▶ **Page text**:
>> begin

Maps allow the visualization of spatial patterns in data across geographical locations.

Example: Displaying shark sightings along a coast.

# Simulating data
set.seed(123)
data_map <- data.frame(lon=rnorm(10, mean=-80, sd=0.6), lat=rnorm(10, mean=25, sd=0.8))

# Maps using ggplot
p_map <- ggplot(data_map, aes(x=lon, y=lat)) +
  borders("world", colour="gray80") +
  geom_point(color="blue", size=3, alpha=0.6) +
  labs(x="Longitude", y="Latitude", title="Shark Sightings") +
  coord_cartesian(xlim=c(-85, -75), ylim=c(22, 28)) +
  theme_minimal()
p_map

L. Ridgeline Plots

Ridgeline Plots enable the visualization of the distribution of a numerical value across several groups.

Example: Visualizing sea surface temperatures across different years.

# Simulating data
set.seed(123)
data_ridge <- data.frame(year=factor(rep(2000:2004, each=100)), temp=rnorm(500, mean=25, sd=2))

# Ridgeline Plot using ggridges
library(ggridges)
p_ridge <- ggplot(data_ridge, aes(x=temp, y=year, fill=year)) +
  geom_density_ridges() +
  labs(x="Sea Surface Temperature (°C)", y="Year") +
  theme_minimal() +
  scale_fill_viridis_d()

>> end

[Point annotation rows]
>> begin

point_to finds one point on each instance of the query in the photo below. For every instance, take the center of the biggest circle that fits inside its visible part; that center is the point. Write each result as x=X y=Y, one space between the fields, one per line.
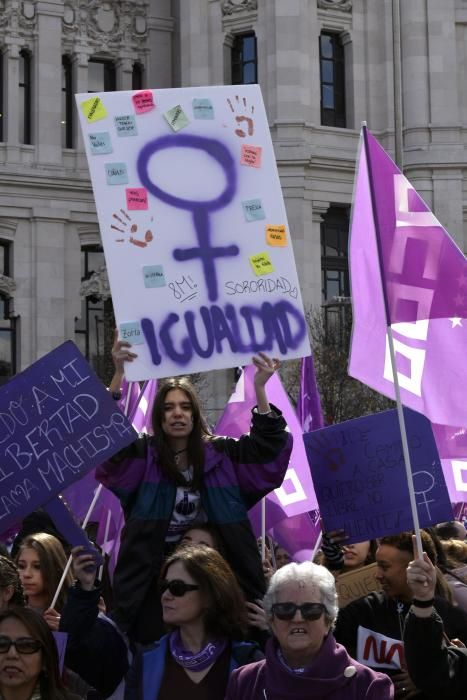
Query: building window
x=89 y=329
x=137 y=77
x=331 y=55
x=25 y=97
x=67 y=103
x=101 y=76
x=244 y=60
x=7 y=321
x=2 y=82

>> end
>> begin

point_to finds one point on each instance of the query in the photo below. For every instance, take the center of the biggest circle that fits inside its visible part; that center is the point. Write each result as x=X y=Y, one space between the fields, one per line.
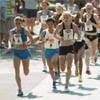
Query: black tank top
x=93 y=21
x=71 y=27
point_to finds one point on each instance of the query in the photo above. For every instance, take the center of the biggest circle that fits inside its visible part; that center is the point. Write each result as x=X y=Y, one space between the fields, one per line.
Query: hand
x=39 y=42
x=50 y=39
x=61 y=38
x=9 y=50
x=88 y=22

>> end
>> begin

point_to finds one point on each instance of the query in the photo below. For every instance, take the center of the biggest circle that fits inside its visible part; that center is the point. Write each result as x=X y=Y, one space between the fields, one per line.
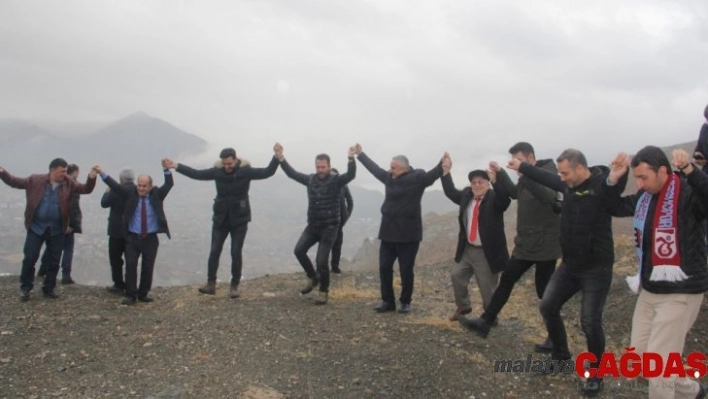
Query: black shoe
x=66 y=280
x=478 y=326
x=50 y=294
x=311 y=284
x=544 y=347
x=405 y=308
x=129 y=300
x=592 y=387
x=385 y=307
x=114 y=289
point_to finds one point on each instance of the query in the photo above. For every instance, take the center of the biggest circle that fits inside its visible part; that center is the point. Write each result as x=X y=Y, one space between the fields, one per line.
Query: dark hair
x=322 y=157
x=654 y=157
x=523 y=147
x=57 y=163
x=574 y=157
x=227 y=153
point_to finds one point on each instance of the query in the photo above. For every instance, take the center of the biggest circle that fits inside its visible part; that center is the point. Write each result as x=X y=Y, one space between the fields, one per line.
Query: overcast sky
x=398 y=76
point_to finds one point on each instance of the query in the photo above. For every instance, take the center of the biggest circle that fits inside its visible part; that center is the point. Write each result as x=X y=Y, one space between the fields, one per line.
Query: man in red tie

>> end

▶ **Requests**:
A: Using the plotting tutorial, explain what ridgeline plots are used for and how the sea surface temperature example applies this.
B: Decide whether each statement agrees with the plotting tutorial, answering yes or no and quoting the deciding words: (i) The map example sets the random seed to 123. (ii) The ridgeline example draws its ridges with geom_density_ridges(). (iii) The map example plots its points in red.
C: In the plotting tutorial, change "data_ridge" to "ridge_data" and rewrite the part that opens with the words containing "Example: Visualizing sea" and closes with "scale_fill_viridis_d()".

▶ **Exercise responses**:
A: Ridgeline plots enable the visualization of the distribution of a numerical value across several groups. In the example, the numerical value is sea surface temperature and the groups are different years.

B:
(i) Yes: "set.seed(123)"
(ii) Yes: "geom_density_ridges()"
(iii) No: "geom_point(color="blue", size=3, alpha=0.6)"

C:
Example: Visualizing sea surface temperatures across different years.

# Simulating data
set.seed(123)
ridge_data <- data.frame(year=factor(rep(2000:2004, each=100)), temp=rnorm(500, mean=25, sd=2))

# Ridgeline Plot using ggridges
library(ggridges)
p_ridge <- ggplot(ridge_data, aes(x=temp, y=year, fill=year)) +
  geom_density_ridges() +
  labs(x="Sea Surface Temperature (°C)", y="Year") +
  theme_minimal() +
  scale_fill_viridis_d()